▸ **Do this**
Count the lines below that contain the string "table", treating uppercase and lowercase as different. Reply with the number alone.

+++ Stored data +++

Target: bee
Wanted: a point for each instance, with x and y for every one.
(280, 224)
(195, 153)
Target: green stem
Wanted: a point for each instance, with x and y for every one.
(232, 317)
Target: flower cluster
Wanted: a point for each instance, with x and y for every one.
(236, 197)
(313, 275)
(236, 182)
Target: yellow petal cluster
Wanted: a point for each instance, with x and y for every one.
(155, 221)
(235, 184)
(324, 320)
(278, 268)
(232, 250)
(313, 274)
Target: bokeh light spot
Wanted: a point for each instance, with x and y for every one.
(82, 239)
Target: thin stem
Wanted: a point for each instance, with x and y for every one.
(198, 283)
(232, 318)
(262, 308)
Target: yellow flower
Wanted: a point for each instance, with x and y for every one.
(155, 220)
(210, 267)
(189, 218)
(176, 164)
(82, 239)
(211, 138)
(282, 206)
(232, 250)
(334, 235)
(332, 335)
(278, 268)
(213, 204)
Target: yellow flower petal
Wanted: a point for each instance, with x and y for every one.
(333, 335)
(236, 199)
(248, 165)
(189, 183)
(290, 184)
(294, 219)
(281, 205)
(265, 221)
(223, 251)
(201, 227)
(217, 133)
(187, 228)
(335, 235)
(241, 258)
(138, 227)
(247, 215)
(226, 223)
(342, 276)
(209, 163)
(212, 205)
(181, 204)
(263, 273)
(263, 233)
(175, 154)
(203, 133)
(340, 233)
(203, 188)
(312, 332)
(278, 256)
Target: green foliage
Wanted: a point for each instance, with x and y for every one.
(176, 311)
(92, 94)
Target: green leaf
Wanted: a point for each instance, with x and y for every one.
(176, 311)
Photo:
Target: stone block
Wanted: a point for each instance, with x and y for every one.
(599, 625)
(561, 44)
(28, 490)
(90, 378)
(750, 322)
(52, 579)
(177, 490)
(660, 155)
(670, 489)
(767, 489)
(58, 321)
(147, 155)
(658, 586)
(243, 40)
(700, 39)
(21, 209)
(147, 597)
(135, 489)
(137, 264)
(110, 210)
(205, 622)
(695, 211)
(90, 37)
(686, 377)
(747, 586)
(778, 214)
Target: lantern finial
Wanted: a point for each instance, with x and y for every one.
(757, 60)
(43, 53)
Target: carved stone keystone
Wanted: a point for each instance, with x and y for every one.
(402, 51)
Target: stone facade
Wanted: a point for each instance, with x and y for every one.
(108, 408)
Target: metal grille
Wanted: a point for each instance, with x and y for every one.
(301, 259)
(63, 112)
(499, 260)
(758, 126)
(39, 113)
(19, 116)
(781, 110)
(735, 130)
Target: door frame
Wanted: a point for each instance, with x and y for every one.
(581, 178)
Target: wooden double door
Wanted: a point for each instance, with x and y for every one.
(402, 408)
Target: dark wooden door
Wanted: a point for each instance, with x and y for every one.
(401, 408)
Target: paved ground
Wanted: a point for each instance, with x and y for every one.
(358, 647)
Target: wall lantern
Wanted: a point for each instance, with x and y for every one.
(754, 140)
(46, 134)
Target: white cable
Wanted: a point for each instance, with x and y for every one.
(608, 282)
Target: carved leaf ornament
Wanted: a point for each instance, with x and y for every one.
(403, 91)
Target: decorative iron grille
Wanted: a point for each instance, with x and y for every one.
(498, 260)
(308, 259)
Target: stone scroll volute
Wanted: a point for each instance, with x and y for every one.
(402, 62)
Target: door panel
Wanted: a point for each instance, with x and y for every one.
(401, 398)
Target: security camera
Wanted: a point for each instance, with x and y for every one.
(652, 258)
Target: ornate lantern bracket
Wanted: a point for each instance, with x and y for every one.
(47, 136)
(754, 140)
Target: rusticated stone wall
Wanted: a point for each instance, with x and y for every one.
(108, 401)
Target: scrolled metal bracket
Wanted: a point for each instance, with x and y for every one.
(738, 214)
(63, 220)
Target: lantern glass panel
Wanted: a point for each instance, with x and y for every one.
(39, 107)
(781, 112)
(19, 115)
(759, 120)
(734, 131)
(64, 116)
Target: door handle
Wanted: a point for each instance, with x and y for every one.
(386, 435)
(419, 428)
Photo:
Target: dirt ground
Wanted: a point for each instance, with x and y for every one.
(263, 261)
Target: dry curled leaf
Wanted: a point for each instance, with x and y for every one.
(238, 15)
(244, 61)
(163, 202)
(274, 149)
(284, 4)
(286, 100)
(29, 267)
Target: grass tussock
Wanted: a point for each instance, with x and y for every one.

+++
+++ Stored data +++

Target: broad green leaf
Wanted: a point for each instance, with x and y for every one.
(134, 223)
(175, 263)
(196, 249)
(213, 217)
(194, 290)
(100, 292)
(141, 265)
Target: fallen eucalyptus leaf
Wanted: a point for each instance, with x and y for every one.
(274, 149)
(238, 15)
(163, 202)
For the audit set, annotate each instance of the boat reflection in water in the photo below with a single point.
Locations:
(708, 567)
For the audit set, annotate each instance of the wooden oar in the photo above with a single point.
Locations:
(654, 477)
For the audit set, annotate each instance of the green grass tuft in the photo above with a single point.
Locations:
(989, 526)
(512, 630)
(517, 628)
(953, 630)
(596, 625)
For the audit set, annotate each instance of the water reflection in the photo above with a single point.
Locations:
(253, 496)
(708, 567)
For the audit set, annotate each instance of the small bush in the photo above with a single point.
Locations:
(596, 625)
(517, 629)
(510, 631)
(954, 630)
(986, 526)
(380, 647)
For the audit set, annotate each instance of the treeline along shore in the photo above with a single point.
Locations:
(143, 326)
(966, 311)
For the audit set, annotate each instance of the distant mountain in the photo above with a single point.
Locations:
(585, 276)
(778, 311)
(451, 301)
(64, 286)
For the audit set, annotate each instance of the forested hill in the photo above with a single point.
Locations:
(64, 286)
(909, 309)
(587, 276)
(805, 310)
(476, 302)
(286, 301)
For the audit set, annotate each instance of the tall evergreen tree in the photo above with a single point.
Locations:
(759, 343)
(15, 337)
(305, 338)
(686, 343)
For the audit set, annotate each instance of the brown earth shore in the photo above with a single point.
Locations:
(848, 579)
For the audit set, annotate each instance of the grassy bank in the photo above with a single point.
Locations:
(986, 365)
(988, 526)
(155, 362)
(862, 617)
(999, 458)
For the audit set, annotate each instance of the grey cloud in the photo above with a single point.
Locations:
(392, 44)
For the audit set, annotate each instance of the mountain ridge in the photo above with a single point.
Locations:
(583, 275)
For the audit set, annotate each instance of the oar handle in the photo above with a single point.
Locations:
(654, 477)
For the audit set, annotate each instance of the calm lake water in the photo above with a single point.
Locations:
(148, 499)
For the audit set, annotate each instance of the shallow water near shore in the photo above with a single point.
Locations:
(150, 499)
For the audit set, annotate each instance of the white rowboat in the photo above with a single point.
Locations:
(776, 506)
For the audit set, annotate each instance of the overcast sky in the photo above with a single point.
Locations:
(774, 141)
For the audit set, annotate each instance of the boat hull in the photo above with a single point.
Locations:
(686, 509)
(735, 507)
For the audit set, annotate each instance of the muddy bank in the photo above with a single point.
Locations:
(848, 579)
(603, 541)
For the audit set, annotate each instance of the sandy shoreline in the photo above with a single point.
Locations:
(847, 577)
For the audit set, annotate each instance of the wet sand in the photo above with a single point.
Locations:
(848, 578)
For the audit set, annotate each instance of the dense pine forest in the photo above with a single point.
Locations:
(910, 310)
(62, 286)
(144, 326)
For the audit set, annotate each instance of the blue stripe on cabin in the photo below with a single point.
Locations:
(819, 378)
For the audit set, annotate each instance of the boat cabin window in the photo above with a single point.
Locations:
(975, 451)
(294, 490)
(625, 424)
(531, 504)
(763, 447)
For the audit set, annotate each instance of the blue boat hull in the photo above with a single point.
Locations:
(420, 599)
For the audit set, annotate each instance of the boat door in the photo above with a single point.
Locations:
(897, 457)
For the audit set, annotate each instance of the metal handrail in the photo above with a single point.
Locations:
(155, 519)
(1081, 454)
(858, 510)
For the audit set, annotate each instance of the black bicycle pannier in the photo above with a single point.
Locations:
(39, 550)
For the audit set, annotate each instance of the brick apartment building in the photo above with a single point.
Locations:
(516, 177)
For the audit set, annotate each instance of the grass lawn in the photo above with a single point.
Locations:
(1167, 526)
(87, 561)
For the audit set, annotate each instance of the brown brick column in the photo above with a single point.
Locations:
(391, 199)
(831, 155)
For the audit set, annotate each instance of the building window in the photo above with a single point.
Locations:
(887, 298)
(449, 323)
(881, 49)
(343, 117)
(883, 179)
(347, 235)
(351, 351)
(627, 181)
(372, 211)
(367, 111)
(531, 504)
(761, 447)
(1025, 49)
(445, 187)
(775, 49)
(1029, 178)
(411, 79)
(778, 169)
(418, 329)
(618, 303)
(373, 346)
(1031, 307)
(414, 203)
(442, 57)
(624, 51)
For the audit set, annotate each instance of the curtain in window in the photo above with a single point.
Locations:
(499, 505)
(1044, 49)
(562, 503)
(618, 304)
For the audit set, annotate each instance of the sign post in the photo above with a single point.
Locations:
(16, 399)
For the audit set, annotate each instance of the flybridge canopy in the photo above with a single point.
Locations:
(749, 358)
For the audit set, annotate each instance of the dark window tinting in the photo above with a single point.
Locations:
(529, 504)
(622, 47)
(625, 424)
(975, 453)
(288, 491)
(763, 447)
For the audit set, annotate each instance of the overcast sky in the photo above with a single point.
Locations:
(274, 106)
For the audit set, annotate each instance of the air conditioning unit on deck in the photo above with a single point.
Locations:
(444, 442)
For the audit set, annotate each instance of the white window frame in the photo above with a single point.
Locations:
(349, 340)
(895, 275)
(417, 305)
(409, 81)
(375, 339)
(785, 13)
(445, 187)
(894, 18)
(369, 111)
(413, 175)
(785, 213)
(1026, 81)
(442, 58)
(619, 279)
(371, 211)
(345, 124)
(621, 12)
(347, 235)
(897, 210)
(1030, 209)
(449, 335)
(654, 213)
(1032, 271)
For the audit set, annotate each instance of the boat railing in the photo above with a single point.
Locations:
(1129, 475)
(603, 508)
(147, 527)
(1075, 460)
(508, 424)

+++
+++ Stored data +++

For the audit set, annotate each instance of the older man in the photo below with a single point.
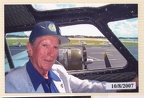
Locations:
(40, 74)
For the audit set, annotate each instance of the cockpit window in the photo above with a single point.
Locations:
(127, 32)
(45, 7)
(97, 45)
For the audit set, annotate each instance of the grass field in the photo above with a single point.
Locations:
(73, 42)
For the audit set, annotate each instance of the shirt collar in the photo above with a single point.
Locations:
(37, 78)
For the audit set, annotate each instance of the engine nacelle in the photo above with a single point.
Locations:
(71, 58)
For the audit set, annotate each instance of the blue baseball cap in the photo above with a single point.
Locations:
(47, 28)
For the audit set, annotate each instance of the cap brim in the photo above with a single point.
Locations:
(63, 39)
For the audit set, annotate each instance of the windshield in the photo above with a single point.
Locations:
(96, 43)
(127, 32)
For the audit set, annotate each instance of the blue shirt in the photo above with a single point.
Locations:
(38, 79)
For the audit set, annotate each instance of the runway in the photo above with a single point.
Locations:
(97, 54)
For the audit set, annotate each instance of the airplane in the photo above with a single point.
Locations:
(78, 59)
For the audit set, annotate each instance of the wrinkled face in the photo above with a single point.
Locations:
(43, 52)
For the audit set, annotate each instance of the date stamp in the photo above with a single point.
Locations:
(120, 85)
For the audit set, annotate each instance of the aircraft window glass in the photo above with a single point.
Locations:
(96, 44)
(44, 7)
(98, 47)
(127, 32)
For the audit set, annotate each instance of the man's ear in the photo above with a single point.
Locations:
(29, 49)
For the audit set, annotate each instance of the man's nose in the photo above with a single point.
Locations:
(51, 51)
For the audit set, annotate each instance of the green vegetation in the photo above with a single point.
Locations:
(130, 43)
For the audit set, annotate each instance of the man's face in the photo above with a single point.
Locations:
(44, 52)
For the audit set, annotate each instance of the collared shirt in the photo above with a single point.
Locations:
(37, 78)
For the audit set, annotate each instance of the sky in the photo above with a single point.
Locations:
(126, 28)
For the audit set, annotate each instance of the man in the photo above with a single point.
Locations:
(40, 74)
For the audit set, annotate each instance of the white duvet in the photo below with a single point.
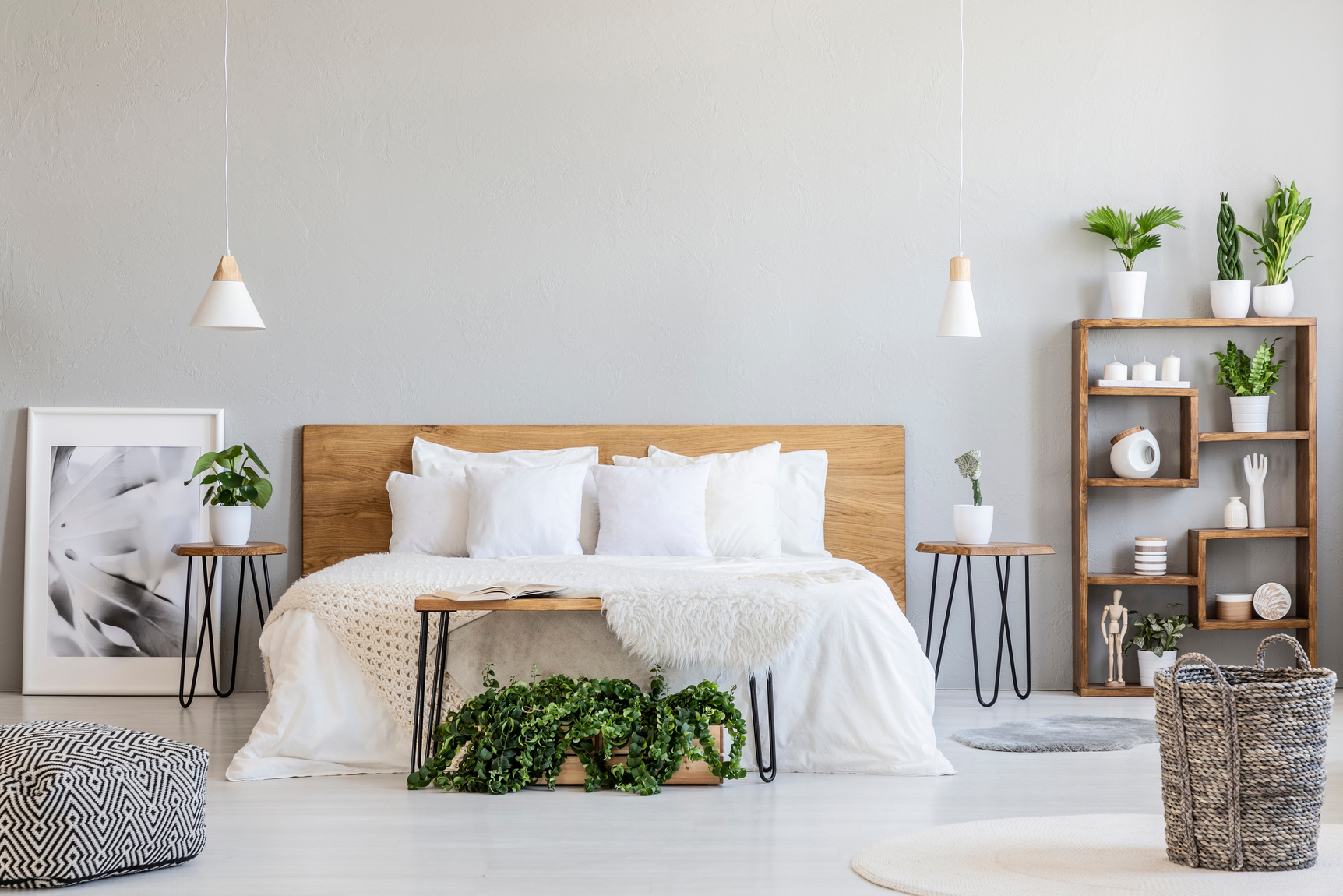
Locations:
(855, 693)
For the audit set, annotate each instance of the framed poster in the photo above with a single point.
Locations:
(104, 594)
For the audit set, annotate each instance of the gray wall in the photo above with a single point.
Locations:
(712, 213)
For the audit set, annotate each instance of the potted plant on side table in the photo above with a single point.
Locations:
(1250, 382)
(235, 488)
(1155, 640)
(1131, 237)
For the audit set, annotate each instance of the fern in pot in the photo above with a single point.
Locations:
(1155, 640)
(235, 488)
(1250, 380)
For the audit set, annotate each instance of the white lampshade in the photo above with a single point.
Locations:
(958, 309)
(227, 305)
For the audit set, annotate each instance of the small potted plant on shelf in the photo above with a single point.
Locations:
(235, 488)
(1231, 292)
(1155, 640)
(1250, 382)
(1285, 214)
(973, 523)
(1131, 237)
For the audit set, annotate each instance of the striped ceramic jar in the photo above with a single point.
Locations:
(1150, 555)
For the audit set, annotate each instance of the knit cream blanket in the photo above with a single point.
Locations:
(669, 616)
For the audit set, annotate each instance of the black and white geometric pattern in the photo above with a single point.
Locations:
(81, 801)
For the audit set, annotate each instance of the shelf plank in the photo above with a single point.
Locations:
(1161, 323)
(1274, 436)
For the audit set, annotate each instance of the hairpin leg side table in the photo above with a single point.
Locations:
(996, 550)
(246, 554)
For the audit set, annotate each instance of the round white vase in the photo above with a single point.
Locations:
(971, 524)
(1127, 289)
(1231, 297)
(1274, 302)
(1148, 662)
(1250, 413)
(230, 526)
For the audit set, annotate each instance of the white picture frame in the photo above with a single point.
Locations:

+++

▸ **Reply to the task**
2